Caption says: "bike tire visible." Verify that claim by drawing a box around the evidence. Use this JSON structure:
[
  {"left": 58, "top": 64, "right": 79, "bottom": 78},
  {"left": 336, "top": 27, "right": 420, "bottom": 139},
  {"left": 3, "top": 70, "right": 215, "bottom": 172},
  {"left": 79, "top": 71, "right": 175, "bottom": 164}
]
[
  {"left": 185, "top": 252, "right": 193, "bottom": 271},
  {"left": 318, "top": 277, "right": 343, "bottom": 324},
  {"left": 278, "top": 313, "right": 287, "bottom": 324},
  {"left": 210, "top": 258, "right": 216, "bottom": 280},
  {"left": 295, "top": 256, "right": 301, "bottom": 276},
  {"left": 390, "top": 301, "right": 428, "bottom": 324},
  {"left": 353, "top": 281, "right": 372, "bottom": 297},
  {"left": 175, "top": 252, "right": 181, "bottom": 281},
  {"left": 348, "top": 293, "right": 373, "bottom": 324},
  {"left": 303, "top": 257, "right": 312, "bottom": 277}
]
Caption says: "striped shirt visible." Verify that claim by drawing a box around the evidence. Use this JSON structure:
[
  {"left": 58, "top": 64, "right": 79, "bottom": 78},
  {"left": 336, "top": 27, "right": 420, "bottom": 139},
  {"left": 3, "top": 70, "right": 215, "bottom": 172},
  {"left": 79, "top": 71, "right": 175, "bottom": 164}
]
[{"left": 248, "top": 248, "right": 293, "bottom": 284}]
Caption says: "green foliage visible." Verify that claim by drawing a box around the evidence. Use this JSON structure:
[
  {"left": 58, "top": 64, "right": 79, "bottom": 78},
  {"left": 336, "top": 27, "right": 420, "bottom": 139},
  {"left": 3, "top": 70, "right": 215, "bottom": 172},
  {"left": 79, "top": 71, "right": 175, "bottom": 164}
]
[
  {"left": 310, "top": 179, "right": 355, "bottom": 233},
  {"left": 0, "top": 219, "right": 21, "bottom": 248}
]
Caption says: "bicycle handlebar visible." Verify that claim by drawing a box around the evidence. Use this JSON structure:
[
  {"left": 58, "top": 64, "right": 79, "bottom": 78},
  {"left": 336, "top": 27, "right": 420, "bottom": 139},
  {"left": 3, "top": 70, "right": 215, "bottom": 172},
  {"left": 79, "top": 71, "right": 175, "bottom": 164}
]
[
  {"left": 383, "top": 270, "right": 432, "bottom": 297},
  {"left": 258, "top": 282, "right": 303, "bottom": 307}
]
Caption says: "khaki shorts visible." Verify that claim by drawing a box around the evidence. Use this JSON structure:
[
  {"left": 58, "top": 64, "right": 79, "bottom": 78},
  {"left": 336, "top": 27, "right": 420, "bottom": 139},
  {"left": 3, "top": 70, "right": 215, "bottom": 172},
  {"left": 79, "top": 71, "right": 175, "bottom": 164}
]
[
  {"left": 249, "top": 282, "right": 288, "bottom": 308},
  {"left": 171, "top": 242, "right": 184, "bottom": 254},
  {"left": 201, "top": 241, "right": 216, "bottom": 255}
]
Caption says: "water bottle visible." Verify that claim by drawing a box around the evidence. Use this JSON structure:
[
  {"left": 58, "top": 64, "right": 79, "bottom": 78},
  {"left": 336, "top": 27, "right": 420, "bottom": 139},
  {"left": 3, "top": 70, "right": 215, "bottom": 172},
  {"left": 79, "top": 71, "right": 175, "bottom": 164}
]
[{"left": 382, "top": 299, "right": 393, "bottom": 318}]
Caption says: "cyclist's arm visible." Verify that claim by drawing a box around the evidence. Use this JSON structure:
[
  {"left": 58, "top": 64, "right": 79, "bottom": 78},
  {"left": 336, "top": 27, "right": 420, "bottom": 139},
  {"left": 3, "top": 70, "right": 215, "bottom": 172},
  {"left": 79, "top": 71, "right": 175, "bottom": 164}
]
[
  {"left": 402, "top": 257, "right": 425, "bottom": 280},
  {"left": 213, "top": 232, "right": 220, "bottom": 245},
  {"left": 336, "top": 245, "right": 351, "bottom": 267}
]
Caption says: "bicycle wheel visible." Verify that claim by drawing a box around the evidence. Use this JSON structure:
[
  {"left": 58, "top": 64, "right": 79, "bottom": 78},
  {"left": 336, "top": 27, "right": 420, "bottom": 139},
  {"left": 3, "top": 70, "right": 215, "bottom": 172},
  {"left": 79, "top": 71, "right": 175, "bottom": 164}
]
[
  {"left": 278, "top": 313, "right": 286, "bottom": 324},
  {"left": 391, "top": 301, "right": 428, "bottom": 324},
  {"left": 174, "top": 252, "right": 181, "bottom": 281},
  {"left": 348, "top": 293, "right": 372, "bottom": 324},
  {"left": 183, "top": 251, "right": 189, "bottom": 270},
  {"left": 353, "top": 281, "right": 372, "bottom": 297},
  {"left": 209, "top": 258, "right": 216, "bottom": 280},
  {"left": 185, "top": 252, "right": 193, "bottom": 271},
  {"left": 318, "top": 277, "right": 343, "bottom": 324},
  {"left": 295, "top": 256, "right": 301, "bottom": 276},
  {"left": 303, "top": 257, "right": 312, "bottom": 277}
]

## DESCRIPTION OF THE TASK
Please return every line above that contains the word "bicycle", copying each one in full.

## TASK SOLUTION
Caption says: "bicycle handlebar visible." Verify that claim by drawing a box around the evidence. Use this JSON structure:
Caption says: "bicycle wheel visible." Verify that claim by drawing a box around the evidence. Use this JSON structure:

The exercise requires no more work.